Task prompt> Read through the listing below and return only the lines containing "wearing".

Data extracts>
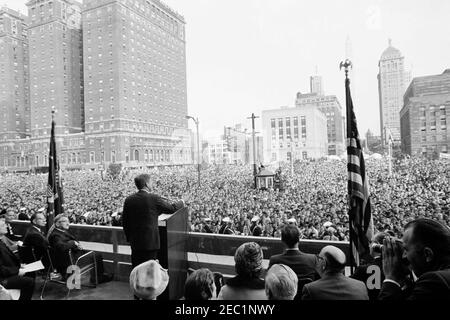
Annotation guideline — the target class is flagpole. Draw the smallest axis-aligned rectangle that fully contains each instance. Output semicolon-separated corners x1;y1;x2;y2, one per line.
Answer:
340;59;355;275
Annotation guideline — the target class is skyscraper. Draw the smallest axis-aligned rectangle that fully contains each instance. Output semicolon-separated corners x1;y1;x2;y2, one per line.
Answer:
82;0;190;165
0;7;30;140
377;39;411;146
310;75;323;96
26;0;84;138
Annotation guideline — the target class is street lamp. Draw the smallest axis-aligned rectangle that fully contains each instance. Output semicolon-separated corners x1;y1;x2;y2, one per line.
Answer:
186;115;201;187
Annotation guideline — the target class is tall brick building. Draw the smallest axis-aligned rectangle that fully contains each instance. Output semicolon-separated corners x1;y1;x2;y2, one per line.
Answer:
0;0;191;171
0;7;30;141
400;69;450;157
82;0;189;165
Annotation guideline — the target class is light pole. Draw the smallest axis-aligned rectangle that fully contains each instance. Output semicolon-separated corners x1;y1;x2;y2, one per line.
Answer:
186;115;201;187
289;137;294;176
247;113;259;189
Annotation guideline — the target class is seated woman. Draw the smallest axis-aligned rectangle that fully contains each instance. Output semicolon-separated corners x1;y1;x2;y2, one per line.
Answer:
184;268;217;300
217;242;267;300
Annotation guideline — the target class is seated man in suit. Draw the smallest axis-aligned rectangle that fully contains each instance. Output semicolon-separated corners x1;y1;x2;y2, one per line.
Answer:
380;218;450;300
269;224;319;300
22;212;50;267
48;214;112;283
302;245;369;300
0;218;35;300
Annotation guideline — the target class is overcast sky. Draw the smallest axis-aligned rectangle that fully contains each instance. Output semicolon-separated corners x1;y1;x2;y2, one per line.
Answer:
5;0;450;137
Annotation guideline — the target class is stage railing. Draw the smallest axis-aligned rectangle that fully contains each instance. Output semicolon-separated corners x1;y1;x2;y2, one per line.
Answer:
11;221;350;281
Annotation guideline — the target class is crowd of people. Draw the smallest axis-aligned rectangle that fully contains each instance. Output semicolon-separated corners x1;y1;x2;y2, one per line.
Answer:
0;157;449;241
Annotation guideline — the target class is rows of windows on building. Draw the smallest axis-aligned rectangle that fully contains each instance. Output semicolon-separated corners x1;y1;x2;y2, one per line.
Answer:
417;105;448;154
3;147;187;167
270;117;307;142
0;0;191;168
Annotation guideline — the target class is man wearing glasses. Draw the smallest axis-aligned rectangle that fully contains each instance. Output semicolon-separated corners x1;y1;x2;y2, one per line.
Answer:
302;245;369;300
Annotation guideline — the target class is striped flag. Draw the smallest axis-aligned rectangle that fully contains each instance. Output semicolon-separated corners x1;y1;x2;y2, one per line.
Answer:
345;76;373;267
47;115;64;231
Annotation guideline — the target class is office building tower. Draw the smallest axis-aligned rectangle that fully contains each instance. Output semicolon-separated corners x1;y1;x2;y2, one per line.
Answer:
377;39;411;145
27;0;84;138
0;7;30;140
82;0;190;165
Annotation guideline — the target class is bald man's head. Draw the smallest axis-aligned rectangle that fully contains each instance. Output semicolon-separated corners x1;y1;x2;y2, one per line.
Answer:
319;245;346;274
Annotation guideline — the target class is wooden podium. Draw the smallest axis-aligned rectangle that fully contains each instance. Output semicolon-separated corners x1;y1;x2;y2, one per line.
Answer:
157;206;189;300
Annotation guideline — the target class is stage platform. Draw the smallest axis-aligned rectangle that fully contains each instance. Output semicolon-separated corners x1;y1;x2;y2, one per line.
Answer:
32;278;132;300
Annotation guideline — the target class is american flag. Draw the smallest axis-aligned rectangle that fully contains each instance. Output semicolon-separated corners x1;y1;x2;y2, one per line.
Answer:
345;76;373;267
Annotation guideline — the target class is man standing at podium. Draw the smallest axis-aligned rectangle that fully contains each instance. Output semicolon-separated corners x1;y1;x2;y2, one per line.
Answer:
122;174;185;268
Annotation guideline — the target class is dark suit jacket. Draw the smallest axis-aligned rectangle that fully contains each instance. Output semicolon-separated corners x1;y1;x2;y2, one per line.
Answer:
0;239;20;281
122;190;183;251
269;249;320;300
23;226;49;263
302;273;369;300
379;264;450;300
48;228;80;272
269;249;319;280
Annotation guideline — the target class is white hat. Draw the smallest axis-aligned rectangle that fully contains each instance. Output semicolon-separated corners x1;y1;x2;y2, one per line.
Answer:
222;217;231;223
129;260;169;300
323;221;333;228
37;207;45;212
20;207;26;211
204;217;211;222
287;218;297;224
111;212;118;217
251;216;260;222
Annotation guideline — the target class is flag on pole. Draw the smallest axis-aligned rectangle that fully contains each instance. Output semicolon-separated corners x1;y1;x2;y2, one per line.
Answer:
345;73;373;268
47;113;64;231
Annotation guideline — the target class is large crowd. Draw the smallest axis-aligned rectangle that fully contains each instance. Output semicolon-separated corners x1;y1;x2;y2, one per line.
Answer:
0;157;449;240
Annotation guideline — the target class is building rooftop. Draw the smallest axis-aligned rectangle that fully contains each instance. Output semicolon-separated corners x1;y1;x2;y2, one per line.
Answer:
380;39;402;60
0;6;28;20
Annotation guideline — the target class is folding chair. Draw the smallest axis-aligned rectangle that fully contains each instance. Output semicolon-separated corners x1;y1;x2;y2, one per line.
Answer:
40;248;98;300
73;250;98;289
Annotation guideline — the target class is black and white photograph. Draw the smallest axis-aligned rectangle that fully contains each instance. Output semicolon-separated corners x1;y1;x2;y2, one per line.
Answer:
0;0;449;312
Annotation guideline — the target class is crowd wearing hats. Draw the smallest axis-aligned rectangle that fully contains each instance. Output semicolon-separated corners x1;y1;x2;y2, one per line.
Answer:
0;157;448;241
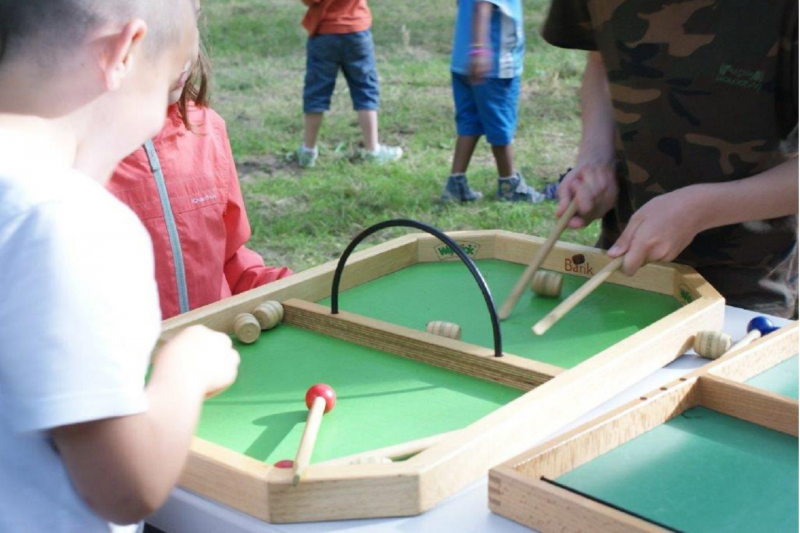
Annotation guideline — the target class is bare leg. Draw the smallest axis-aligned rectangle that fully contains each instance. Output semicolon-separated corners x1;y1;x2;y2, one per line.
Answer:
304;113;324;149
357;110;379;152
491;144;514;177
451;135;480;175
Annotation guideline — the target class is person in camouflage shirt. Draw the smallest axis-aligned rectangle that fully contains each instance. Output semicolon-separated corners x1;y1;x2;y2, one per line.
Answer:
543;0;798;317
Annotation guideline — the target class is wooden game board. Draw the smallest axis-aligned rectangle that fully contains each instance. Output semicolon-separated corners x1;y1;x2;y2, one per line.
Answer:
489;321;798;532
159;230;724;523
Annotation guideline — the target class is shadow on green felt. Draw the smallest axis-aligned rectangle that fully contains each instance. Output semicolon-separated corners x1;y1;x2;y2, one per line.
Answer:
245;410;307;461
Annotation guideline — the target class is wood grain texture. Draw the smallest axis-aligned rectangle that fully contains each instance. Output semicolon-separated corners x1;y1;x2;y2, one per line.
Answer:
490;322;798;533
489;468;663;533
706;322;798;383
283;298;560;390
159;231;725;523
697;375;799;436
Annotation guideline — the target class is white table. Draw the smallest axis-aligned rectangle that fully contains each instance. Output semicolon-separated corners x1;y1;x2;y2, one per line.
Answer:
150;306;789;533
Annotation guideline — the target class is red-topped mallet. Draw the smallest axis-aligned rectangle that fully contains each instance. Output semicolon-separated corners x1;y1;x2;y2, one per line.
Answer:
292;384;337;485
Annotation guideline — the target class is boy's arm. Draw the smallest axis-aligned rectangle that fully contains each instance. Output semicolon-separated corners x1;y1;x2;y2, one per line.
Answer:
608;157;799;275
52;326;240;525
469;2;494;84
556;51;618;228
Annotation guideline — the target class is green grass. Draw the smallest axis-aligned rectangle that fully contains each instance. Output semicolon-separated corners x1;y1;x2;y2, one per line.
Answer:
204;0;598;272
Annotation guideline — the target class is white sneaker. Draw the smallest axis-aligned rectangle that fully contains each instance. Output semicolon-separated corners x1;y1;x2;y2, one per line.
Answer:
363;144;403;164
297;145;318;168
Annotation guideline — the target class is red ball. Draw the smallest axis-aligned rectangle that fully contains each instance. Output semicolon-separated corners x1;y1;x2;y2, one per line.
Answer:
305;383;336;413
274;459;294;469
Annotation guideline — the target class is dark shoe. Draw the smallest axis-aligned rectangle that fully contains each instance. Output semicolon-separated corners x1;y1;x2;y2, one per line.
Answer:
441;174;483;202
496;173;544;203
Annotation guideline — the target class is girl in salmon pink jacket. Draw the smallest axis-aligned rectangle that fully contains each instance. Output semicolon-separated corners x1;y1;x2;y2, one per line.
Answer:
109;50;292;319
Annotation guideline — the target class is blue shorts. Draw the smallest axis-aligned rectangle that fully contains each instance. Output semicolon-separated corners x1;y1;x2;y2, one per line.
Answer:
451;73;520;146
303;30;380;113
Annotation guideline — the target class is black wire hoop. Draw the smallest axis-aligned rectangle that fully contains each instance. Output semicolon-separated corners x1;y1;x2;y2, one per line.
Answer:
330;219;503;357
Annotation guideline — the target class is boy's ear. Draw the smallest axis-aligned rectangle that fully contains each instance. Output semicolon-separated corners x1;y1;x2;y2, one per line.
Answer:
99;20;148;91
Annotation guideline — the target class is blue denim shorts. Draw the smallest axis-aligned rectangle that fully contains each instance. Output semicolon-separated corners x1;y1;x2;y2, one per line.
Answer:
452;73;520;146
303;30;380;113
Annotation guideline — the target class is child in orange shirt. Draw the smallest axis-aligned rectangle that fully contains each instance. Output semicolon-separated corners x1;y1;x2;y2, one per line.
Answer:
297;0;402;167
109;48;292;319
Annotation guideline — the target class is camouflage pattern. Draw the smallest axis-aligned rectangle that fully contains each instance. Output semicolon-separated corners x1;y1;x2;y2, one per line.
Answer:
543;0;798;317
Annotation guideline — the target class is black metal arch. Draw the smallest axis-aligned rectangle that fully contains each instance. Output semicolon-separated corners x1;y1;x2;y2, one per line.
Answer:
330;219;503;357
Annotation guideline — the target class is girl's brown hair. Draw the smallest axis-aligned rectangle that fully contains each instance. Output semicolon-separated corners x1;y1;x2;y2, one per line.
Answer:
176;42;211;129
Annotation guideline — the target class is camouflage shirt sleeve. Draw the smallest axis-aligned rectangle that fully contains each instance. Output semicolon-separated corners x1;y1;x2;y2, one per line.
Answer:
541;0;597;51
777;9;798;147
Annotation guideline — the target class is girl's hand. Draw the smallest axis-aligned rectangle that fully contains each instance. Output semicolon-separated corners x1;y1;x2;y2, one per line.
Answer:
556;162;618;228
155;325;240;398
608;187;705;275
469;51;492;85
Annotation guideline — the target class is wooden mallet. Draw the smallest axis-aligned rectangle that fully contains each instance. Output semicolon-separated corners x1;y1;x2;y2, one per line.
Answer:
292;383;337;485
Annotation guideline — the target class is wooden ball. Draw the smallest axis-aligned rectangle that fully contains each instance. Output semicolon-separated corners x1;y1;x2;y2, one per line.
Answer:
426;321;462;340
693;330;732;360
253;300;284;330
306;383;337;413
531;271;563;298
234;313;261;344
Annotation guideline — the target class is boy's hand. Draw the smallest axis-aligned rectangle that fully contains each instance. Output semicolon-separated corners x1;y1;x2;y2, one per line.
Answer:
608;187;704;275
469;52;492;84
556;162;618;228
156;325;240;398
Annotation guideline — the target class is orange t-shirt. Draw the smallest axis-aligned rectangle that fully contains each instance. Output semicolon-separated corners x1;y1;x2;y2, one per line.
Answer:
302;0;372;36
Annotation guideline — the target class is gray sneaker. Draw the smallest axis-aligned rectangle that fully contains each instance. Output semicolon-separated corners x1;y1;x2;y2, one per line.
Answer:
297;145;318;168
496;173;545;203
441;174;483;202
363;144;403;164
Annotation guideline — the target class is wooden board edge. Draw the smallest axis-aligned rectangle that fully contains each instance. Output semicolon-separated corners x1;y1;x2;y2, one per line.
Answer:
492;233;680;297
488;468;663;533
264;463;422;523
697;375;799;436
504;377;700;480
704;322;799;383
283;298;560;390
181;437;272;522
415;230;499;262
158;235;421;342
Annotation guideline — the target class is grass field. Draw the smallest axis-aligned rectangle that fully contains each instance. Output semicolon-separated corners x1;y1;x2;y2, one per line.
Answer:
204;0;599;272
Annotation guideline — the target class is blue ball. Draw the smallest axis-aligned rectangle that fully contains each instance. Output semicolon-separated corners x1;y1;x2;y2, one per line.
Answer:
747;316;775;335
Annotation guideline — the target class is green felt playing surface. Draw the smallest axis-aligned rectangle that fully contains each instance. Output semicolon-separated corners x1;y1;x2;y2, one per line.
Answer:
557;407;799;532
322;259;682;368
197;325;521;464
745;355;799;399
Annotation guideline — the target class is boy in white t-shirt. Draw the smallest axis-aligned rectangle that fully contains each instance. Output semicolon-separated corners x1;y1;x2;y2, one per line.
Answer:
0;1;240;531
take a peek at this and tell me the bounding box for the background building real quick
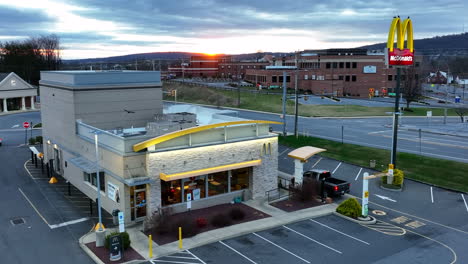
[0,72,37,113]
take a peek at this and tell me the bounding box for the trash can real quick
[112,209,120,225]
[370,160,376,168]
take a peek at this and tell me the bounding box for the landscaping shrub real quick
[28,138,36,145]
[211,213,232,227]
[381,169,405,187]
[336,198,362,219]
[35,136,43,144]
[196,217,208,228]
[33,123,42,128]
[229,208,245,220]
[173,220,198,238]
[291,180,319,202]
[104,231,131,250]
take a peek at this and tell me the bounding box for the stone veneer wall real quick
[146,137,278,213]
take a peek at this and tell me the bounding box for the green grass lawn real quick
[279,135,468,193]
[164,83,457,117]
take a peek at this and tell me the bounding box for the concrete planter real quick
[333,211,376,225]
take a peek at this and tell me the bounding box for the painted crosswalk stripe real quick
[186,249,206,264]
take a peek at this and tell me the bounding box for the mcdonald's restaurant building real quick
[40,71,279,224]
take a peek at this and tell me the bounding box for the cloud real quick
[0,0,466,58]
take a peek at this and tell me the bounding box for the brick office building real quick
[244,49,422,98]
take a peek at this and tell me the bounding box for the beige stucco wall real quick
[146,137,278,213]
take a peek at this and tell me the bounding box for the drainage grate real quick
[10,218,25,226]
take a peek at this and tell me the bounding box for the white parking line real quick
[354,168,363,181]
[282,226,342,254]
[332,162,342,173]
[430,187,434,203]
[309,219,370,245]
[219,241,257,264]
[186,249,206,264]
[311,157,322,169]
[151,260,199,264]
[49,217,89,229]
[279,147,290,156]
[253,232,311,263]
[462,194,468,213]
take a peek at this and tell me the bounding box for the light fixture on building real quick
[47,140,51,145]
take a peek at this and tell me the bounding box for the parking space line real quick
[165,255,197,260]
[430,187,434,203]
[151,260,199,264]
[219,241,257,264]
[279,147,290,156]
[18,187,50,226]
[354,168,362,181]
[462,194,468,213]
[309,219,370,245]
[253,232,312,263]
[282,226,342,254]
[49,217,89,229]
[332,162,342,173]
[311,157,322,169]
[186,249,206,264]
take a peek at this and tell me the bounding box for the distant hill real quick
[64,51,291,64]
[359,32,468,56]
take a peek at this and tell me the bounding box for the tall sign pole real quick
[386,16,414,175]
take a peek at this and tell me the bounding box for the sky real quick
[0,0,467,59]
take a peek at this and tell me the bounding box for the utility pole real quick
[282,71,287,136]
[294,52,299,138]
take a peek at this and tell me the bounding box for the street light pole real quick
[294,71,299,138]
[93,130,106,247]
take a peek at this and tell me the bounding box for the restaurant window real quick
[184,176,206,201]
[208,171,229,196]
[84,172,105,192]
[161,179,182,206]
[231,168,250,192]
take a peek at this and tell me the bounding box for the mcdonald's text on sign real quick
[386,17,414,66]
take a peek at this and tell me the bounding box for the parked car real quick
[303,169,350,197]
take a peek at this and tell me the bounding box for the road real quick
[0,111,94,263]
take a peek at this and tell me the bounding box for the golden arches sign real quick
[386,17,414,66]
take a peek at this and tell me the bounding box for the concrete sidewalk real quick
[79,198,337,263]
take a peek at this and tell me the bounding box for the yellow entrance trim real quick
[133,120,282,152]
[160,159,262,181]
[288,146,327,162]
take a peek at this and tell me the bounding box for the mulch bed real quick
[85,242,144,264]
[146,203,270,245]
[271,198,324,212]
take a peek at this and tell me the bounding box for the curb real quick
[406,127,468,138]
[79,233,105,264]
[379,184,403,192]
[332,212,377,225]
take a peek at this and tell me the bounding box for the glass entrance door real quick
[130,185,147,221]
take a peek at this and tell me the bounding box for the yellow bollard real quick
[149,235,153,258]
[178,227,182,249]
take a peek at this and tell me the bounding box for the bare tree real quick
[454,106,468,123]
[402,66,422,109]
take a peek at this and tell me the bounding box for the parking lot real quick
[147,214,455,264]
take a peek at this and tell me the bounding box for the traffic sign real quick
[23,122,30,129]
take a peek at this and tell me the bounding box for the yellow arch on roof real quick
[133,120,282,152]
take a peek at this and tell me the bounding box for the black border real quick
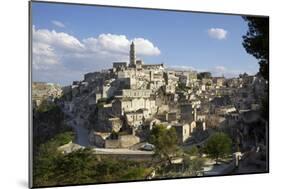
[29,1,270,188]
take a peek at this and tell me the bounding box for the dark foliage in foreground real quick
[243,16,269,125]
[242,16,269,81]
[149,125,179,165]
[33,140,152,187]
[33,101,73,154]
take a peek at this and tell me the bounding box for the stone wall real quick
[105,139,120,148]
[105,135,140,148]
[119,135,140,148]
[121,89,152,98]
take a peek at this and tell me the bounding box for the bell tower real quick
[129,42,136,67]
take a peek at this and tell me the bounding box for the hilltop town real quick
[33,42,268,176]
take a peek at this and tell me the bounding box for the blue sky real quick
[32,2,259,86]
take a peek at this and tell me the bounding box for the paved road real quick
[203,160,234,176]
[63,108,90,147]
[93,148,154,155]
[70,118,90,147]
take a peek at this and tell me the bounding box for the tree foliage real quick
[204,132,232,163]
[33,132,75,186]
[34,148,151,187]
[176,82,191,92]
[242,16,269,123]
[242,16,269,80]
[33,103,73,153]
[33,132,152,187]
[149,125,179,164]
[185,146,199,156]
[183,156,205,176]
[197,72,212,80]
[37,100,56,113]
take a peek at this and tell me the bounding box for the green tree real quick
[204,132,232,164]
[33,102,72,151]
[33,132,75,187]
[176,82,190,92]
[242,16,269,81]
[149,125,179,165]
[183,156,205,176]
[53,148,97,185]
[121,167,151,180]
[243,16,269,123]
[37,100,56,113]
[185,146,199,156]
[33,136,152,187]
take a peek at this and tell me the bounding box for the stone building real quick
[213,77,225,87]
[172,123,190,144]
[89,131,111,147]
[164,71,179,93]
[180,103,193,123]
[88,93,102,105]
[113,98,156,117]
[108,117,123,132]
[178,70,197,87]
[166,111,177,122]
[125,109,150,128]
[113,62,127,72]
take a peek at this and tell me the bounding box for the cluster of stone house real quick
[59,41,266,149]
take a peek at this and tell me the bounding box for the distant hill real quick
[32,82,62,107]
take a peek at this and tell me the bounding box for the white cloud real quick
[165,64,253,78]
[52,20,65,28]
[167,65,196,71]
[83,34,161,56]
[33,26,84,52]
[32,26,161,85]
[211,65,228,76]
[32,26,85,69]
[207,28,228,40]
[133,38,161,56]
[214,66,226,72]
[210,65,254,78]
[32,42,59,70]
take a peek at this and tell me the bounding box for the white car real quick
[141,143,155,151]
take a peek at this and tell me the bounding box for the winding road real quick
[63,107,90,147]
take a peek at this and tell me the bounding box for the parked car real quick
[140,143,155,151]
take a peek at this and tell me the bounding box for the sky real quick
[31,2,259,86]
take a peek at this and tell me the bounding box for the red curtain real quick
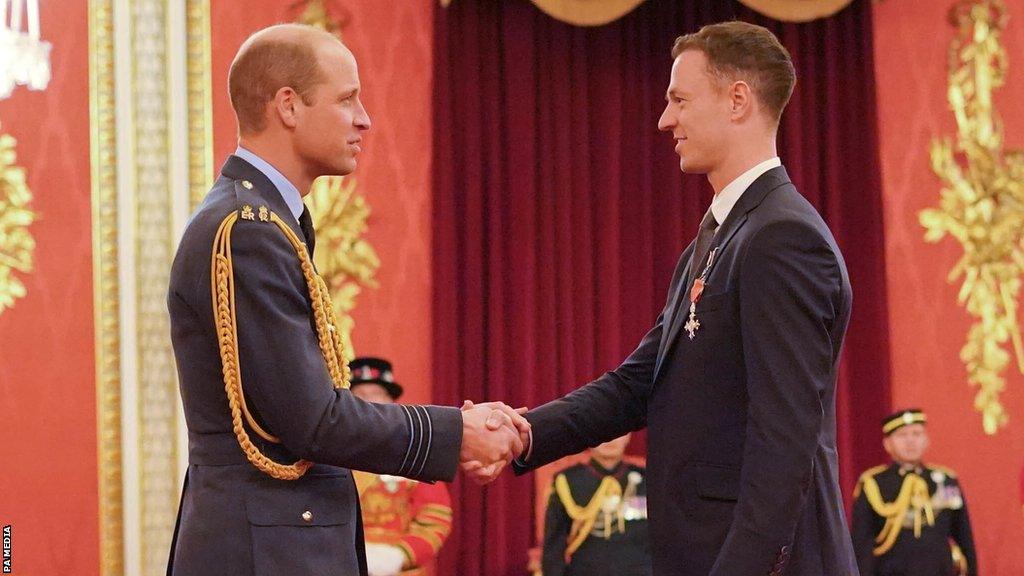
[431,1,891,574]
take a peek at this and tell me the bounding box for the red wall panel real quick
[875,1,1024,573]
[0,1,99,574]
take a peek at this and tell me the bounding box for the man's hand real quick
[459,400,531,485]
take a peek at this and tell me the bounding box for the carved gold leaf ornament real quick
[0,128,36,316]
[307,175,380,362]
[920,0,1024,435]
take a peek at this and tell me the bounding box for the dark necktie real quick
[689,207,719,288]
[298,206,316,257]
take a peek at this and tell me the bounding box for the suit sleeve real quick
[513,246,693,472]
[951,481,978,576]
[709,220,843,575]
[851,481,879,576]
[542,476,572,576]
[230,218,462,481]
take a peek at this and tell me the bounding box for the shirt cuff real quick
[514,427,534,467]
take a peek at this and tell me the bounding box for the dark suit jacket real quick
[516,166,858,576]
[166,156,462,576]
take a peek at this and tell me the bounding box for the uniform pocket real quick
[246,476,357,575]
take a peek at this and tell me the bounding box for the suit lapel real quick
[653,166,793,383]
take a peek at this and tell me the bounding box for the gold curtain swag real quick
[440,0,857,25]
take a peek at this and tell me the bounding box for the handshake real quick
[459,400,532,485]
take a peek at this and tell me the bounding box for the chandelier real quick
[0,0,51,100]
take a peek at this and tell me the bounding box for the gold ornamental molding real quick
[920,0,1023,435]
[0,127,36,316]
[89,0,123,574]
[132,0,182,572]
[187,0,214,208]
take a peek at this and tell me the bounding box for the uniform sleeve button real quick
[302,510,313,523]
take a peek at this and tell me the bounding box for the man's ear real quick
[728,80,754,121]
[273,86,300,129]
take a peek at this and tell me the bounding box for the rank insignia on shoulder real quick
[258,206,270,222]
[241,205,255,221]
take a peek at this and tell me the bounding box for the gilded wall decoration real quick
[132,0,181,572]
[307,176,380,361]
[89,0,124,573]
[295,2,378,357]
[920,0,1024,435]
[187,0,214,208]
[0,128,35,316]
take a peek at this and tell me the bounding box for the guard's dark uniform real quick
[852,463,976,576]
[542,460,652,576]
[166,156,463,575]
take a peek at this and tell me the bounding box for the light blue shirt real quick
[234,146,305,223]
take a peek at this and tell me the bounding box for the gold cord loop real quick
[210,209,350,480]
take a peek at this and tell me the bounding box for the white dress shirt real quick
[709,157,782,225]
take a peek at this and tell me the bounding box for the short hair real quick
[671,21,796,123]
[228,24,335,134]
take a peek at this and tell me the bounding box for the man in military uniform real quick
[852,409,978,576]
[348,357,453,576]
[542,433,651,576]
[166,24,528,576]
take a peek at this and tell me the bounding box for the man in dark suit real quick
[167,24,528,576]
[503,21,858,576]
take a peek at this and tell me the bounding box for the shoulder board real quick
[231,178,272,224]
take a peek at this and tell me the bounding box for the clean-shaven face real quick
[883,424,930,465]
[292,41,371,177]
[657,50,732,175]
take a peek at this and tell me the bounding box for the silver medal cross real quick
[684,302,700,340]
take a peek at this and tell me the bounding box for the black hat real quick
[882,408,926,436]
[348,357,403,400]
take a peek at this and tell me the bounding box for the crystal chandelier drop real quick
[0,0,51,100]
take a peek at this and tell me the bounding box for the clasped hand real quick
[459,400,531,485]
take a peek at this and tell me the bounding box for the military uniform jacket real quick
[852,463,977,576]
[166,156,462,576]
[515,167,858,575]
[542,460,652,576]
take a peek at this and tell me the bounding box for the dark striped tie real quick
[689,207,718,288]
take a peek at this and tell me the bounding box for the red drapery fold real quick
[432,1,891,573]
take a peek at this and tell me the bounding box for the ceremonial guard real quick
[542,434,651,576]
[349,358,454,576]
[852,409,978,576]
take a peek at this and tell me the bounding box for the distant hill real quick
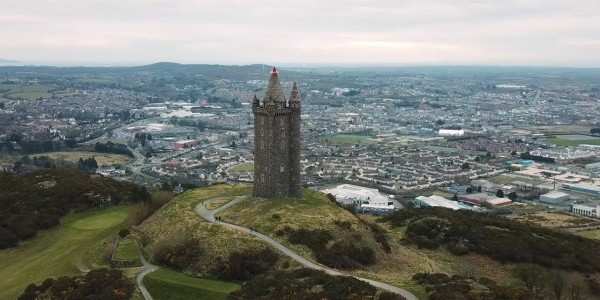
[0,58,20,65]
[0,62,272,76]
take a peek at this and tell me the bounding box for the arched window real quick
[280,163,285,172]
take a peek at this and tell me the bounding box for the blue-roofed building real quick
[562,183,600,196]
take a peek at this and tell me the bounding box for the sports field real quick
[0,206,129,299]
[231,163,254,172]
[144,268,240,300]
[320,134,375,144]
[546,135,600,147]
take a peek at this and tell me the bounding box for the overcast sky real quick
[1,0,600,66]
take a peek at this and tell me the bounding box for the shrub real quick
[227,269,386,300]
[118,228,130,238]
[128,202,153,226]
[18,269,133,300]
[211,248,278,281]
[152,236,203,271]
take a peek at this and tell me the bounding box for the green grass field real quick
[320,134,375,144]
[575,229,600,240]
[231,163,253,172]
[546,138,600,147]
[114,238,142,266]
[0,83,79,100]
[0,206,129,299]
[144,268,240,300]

Task result>
Annotation guideline — the target class is man wearing glasses. Draw the smallest axis-aligned rectangle that fully contains each instance. Output semicolon-separated corners x1;y1;x2;y2, one per line.
Annotation guideline — the target class is crowd wearing hats. Draw the smallest axis-aligned rectangle that fully contains each instance. Output semicolon-separated corners x1;y1;x2;y2, one per line.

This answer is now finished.